=== Begin Enclosure ===

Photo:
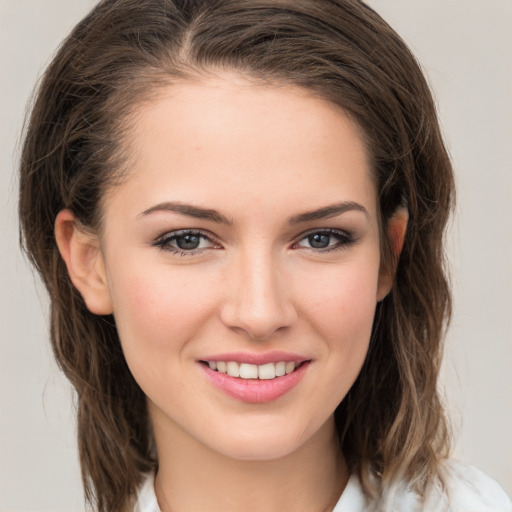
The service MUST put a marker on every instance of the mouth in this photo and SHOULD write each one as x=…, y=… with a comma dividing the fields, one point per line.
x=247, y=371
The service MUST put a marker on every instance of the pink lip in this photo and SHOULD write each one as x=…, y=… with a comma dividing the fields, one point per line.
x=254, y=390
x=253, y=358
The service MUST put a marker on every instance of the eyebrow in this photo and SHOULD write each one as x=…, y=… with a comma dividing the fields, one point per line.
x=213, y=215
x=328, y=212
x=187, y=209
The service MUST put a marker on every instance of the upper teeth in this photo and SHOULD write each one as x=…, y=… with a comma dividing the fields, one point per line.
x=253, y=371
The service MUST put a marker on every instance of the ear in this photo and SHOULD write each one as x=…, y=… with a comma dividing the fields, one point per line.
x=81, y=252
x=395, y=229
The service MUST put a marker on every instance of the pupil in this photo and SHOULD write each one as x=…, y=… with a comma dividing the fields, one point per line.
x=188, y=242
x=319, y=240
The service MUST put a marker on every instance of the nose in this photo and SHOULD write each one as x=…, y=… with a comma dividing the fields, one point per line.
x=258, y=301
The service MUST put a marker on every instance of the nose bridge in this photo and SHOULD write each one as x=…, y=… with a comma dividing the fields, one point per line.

=== End Enclosure ===

**Task to complete:** Reproduce, exactly and in full, the lines from the one that contains "ear in this" to the end of the material.

**Task result:**
The service MUST put a marker on every instance of the ear in this photo and SHOULD write each one as x=…, y=… with a comma dividing the fields, one point per line.
x=81, y=252
x=395, y=229
The service MUST put a marker on every instance of the pupil in this photo and SHOULD write each one as x=…, y=… with a comma dividing the fields, one point per line.
x=188, y=242
x=319, y=240
The service MUST put a marker on every instance of the nose in this photo and SHOULD write each one as x=…, y=… with a comma dividing the fields, one point per line.
x=258, y=301
The service MUST put a marker on every instance of the nose bridge in this photo and SHOULD write each one as x=…, y=… with a comma dividing the fields, one point per line.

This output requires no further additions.